** WORK TO BE COMPLETED **
Extract each record and reproduce it exactly.

** INPUT MATERIAL **

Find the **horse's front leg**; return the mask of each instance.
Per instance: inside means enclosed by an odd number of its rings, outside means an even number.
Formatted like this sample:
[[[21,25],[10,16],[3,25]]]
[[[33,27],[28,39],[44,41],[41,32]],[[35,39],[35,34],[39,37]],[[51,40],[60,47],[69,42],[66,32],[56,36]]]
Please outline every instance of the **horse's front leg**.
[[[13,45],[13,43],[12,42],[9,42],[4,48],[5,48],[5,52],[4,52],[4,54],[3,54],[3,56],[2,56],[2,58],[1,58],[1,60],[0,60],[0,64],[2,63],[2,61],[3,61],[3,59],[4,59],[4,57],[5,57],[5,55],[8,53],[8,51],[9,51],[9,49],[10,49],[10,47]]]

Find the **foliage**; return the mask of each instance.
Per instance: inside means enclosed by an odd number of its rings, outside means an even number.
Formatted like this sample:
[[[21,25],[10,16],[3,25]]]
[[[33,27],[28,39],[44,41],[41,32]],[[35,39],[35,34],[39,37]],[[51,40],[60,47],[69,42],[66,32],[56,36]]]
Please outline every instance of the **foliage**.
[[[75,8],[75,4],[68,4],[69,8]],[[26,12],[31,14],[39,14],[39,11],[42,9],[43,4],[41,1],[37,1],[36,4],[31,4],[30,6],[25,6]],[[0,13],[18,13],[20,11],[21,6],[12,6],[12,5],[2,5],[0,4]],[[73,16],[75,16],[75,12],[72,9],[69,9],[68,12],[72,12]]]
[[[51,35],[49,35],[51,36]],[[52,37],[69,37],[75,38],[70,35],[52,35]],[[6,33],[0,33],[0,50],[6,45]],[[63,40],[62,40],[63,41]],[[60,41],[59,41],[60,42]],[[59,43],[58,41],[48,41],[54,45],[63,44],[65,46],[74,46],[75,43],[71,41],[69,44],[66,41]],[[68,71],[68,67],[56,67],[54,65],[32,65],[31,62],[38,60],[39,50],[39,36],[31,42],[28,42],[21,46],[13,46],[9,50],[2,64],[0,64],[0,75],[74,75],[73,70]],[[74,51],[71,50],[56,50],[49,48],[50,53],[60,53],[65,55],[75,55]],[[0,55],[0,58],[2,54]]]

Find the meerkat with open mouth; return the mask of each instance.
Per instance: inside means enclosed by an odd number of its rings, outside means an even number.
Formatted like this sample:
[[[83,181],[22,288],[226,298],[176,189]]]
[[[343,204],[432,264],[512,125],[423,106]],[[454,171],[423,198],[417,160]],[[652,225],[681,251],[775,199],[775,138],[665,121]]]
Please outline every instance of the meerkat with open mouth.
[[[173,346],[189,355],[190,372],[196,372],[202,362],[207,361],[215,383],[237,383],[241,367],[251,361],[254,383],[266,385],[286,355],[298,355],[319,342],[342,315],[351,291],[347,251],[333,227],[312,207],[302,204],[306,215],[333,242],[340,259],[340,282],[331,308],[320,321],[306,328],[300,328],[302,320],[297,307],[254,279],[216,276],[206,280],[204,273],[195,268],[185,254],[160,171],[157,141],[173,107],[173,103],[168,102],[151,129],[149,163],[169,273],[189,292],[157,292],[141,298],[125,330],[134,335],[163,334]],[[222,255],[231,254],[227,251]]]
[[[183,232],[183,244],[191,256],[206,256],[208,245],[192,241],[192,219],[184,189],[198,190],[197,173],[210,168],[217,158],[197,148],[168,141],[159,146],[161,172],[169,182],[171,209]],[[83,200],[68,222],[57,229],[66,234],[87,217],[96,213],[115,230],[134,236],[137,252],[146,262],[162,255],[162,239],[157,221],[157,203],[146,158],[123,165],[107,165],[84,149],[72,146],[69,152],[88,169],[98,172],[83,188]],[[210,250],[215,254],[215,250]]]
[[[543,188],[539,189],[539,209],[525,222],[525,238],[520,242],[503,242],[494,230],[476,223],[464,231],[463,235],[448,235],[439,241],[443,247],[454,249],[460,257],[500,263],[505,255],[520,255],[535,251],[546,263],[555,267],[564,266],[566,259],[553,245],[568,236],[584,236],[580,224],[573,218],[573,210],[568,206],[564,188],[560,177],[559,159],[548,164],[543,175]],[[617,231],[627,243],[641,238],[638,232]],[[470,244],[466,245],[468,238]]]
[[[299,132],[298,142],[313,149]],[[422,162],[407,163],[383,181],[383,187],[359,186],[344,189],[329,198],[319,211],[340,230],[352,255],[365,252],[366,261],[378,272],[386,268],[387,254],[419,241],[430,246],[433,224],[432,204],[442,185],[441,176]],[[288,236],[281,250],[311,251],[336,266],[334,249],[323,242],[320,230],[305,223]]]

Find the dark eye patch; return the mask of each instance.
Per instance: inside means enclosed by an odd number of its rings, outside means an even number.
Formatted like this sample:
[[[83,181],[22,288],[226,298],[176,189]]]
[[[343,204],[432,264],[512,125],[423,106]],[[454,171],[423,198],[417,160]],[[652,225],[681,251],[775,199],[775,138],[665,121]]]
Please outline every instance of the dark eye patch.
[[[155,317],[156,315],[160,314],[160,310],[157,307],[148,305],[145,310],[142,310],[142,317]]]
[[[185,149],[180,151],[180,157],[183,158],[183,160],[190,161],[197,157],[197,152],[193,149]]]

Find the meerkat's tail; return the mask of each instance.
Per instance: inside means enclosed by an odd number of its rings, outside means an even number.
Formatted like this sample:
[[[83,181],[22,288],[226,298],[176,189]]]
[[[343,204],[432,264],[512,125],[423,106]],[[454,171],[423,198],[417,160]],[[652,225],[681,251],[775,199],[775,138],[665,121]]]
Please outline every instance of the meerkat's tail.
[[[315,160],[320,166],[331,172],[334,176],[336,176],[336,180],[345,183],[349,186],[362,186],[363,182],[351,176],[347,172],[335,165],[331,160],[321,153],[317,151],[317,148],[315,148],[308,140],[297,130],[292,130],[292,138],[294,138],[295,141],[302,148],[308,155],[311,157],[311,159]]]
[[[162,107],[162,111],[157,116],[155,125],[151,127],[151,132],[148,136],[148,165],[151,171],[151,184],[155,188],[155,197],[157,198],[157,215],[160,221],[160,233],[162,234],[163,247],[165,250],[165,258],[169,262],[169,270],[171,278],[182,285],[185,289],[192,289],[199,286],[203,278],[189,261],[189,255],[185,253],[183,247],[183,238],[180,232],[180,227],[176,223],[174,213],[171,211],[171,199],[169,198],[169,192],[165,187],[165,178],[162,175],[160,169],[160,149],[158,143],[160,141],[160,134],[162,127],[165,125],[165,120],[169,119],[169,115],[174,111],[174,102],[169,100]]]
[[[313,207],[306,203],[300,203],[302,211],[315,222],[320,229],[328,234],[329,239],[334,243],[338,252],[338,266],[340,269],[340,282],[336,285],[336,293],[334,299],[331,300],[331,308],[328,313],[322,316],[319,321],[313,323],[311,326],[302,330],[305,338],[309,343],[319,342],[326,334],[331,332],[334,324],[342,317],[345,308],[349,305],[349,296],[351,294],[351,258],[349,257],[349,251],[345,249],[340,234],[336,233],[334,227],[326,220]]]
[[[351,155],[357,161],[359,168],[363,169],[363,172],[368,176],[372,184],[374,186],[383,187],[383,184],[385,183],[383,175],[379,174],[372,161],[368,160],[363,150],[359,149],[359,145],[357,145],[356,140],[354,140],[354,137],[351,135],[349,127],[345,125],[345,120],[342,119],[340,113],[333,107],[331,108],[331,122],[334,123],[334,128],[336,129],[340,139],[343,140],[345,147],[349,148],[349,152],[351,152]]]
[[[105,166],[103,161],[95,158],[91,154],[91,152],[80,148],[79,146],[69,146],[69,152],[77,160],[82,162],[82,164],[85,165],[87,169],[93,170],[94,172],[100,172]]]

** WRITTEN REPLY **
Find the **horse's front leg**; return the mask of each instance.
Per instance: inside means enclosed by an odd number of its rings, outside means an even number.
Formatted like this sample:
[[[21,25],[10,16],[3,25]]]
[[[33,27],[28,39],[44,41],[41,32]],[[35,39],[35,34],[39,37]],[[51,40],[60,47],[69,42],[66,32],[56,36]]]
Please outline every instance of the **horse's front leg**.
[[[13,45],[13,43],[12,42],[9,42],[4,48],[5,48],[5,52],[4,52],[4,54],[3,54],[3,56],[2,56],[2,58],[1,58],[1,60],[0,60],[0,64],[2,63],[2,61],[3,61],[3,59],[4,59],[4,57],[5,57],[5,55],[8,53],[8,51],[9,51],[9,49],[10,49],[10,47]]]

Find the **foliage**; return the mask of each instance.
Per instance: inside means enclosed by an odd number of its rings, outside means an even number.
Formatted like this sample:
[[[21,25],[10,16],[3,25]]]
[[[33,27],[28,39],[44,41],[41,32]],[[35,39],[35,34],[39,37]],[[51,40],[60,47],[69,42],[66,32],[56,36]]]
Please outline every instance of the **foliage**.
[[[75,8],[75,4],[68,4],[69,8]],[[26,12],[31,14],[39,14],[39,11],[42,9],[43,4],[41,1],[37,1],[36,4],[31,4],[30,6],[25,6]],[[0,13],[18,13],[20,11],[21,6],[12,6],[12,5],[2,5],[0,4]],[[73,16],[75,16],[75,12],[72,9],[69,9],[68,12],[72,12]]]
[[[51,35],[49,35],[51,36]],[[52,37],[69,37],[75,38],[70,35],[52,35]],[[6,33],[0,33],[0,50],[6,45]],[[63,40],[62,40],[63,41]],[[60,41],[59,41],[60,42]],[[59,43],[58,41],[48,41],[54,45],[63,44],[65,46],[74,46],[75,43],[71,41],[69,44],[66,41]],[[68,71],[68,67],[56,67],[54,65],[32,65],[31,62],[38,60],[39,50],[39,36],[31,42],[28,42],[21,46],[13,46],[9,50],[2,64],[0,64],[0,75],[74,75],[73,70]],[[74,51],[71,50],[56,50],[49,48],[50,53],[60,53],[65,55],[75,55]],[[0,55],[0,58],[2,54]]]

Find the meerkat with open mouth; return the mask of each instance.
Per instance: inside means enclosed by an odd number of its rings, outside means an even number.
Formatted like this sample:
[[[83,181],[22,288],[226,298],[176,189]]]
[[[343,204],[432,264],[512,125],[423,106]],[[454,171],[423,198],[417,160]],[[652,225],[681,251],[775,199],[775,138],[665,121]]]
Please outline every instance of the meerkat with open mouth.
[[[173,346],[189,355],[190,372],[196,372],[202,362],[207,361],[215,383],[237,383],[241,367],[251,361],[254,383],[266,385],[286,355],[298,355],[319,342],[342,315],[351,291],[347,251],[333,227],[312,207],[302,204],[306,215],[333,242],[340,259],[340,282],[331,308],[320,321],[306,328],[300,328],[302,320],[297,307],[254,279],[216,276],[206,280],[204,273],[195,268],[185,254],[160,171],[157,141],[173,107],[173,103],[168,102],[151,129],[149,163],[169,273],[189,292],[157,292],[141,298],[125,330],[134,335],[163,334]],[[222,255],[231,254],[227,251]]]
[[[183,232],[183,244],[191,256],[206,256],[208,245],[192,241],[192,219],[184,189],[198,190],[197,173],[210,168],[217,158],[197,148],[168,141],[159,146],[161,172],[169,182],[171,209]],[[83,200],[68,222],[57,229],[66,234],[87,217],[96,213],[115,230],[134,236],[137,252],[146,262],[162,255],[162,239],[157,221],[157,203],[146,158],[123,165],[107,165],[84,149],[72,146],[69,152],[88,169],[98,172],[83,188]],[[210,250],[215,254],[215,250]]]
[[[543,188],[539,189],[539,209],[525,222],[525,238],[520,242],[503,242],[494,230],[476,223],[464,231],[463,235],[448,235],[439,241],[443,247],[454,249],[460,257],[500,263],[505,255],[520,255],[535,251],[546,263],[555,267],[564,266],[566,259],[553,245],[568,236],[584,236],[580,224],[573,218],[573,210],[568,206],[564,188],[560,177],[559,159],[548,164],[543,175]],[[617,231],[627,243],[641,238],[638,232]],[[470,244],[466,245],[468,238]]]
[[[299,132],[298,142],[313,149]],[[422,162],[407,163],[383,181],[383,187],[359,186],[344,189],[329,198],[319,211],[340,230],[352,255],[365,252],[366,261],[378,272],[386,268],[387,254],[419,241],[430,246],[433,224],[432,204],[442,185],[441,176]],[[288,236],[281,250],[311,251],[336,266],[334,249],[323,242],[320,230],[305,223]]]

Find the dark eye patch; return the mask of each instance.
Per instance: inside means enclosed by an odd number of its rings, outside means an even number.
Formatted like this sample:
[[[83,181],[22,288],[226,298],[176,189]]]
[[[343,204],[432,264],[512,125],[423,106]],[[454,171],[423,198],[417,160]],[[652,225],[681,251],[775,199],[775,138],[665,121]]]
Please outline every instance of the dark eye patch.
[[[155,317],[156,315],[160,314],[160,310],[157,307],[148,305],[145,310],[142,310],[142,317]]]
[[[185,149],[180,151],[180,157],[183,158],[183,160],[190,161],[197,157],[197,152],[193,149]]]

Find the meerkat's tail; return the mask of each instance.
Per instance: inside means enclosed by an odd number of its rings, outside means an even number.
Formatted like this sample:
[[[83,181],[22,288],[226,298],[176,189]]]
[[[343,204],[432,264],[512,125],[423,106]],[[454,171],[423,198],[417,160]],[[652,225],[681,251],[775,199],[775,138],[665,121]]]
Please outline every instance of the meerkat's tail.
[[[315,160],[320,166],[331,172],[334,176],[336,176],[336,180],[345,183],[349,186],[362,186],[363,182],[351,176],[347,172],[335,165],[331,160],[321,153],[317,151],[317,148],[315,148],[308,140],[297,130],[292,130],[292,138],[294,138],[295,141],[302,148],[308,155],[311,157],[311,159]]]
[[[162,107],[162,111],[157,116],[155,125],[151,127],[151,132],[148,136],[148,165],[151,171],[151,184],[155,188],[155,197],[157,198],[157,215],[160,221],[160,233],[162,234],[163,247],[165,250],[165,258],[169,262],[169,270],[171,278],[182,285],[185,289],[192,289],[199,286],[203,278],[189,261],[189,255],[185,253],[183,247],[183,238],[180,232],[180,227],[176,223],[174,213],[171,211],[171,199],[169,198],[169,192],[165,187],[165,178],[162,175],[160,169],[160,149],[158,143],[160,141],[160,134],[162,127],[165,125],[165,120],[169,119],[169,115],[174,111],[174,102],[169,100]]]
[[[313,207],[306,203],[300,203],[302,211],[315,222],[320,229],[328,234],[329,239],[334,243],[338,252],[338,266],[340,269],[340,282],[336,285],[336,293],[334,299],[331,300],[331,308],[328,313],[322,316],[319,321],[313,323],[311,326],[302,330],[305,338],[309,343],[319,342],[326,334],[331,332],[334,324],[342,317],[345,308],[349,305],[349,296],[351,294],[351,258],[349,257],[349,251],[345,249],[340,234],[336,233],[334,227],[326,220]]]
[[[351,155],[357,161],[359,168],[363,169],[363,172],[368,176],[372,184],[374,186],[383,187],[383,184],[385,183],[383,175],[379,174],[372,161],[368,160],[363,150],[359,149],[359,145],[357,145],[356,140],[354,140],[354,137],[351,135],[349,127],[345,125],[345,120],[342,119],[340,113],[333,107],[331,108],[331,122],[334,123],[334,128],[336,129],[340,139],[343,140],[345,147],[349,148],[349,152],[351,152]]]
[[[105,166],[103,161],[95,158],[91,154],[91,152],[80,148],[79,146],[69,146],[69,152],[77,160],[82,162],[82,164],[85,165],[87,169],[93,170],[94,172],[100,172]]]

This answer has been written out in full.